● WORK REQUIRED
Among the entries below, how many lines include the word "rough"? Reply with only the number.

● EXCERPTED RECORDS
=====

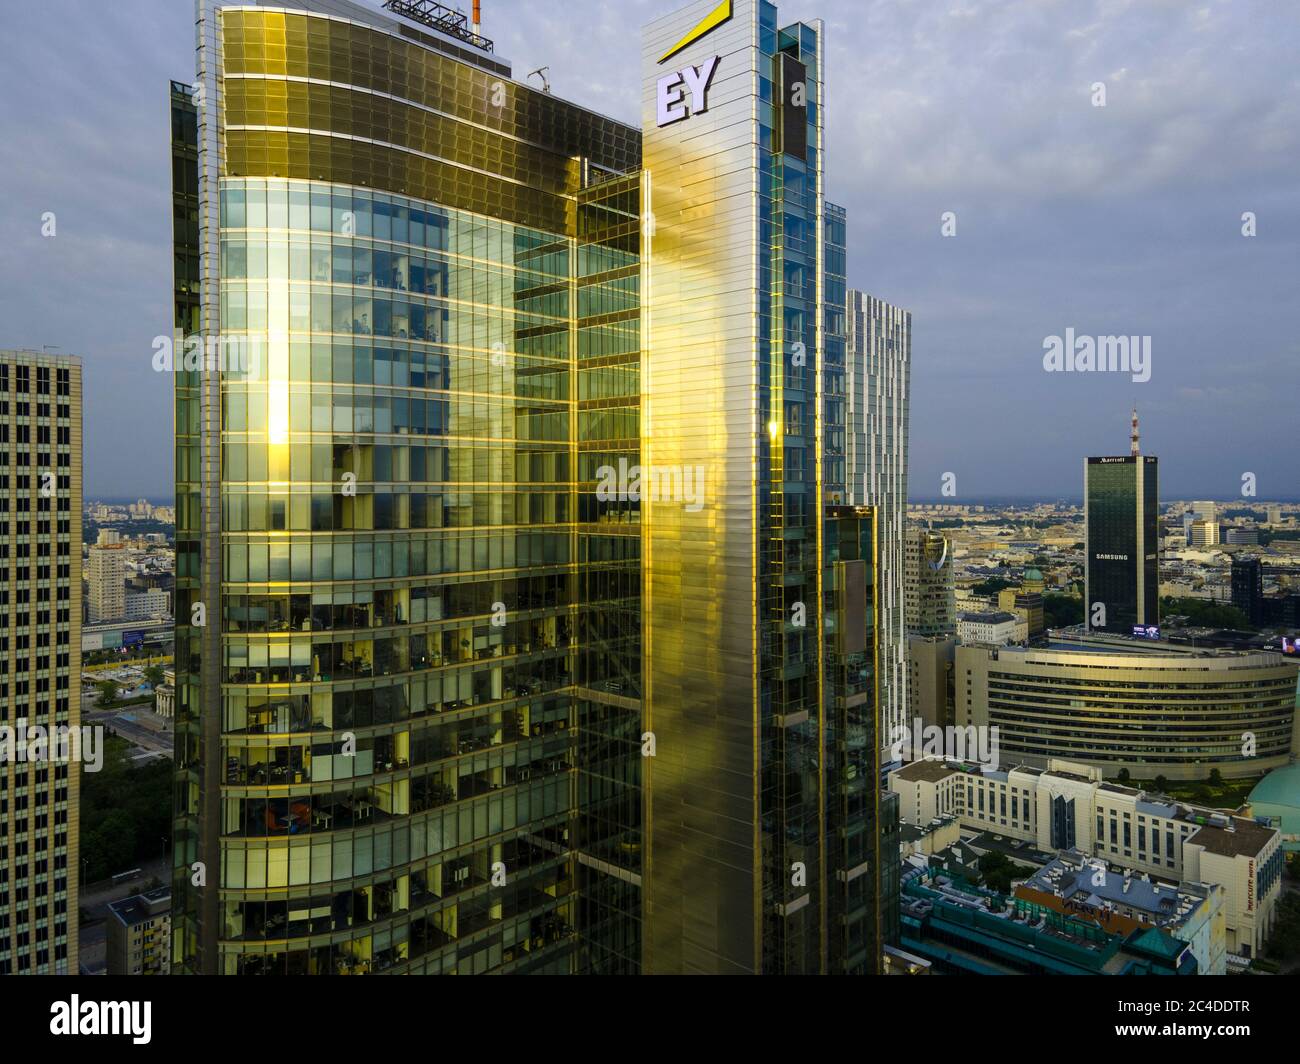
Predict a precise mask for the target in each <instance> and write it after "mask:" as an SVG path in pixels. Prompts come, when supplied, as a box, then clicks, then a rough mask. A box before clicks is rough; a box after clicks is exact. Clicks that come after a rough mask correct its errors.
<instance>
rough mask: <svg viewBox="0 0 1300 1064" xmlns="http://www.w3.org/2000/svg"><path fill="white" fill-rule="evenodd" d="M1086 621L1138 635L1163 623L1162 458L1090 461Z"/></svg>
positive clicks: (1137, 453)
mask: <svg viewBox="0 0 1300 1064" xmlns="http://www.w3.org/2000/svg"><path fill="white" fill-rule="evenodd" d="M1083 476H1084V525H1086V533H1087V544H1086V548H1087V549H1086V553H1084V588H1086V592H1084V623H1086V624H1087V626H1088V627H1089V628H1091V630H1092V631H1099V632H1115V633H1119V635H1132V632H1134V628H1135V627H1138V626H1143V627H1158V626H1160V463H1158V460H1157V459H1156V458H1153V457H1151V455H1143V454H1140V453H1139V447H1138V428H1136V415H1134V442H1132V454H1128V455H1121V457H1114V458H1088V459H1086V460H1084V467H1083Z"/></svg>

=====

● OUTPUT FOR THIS TASK
2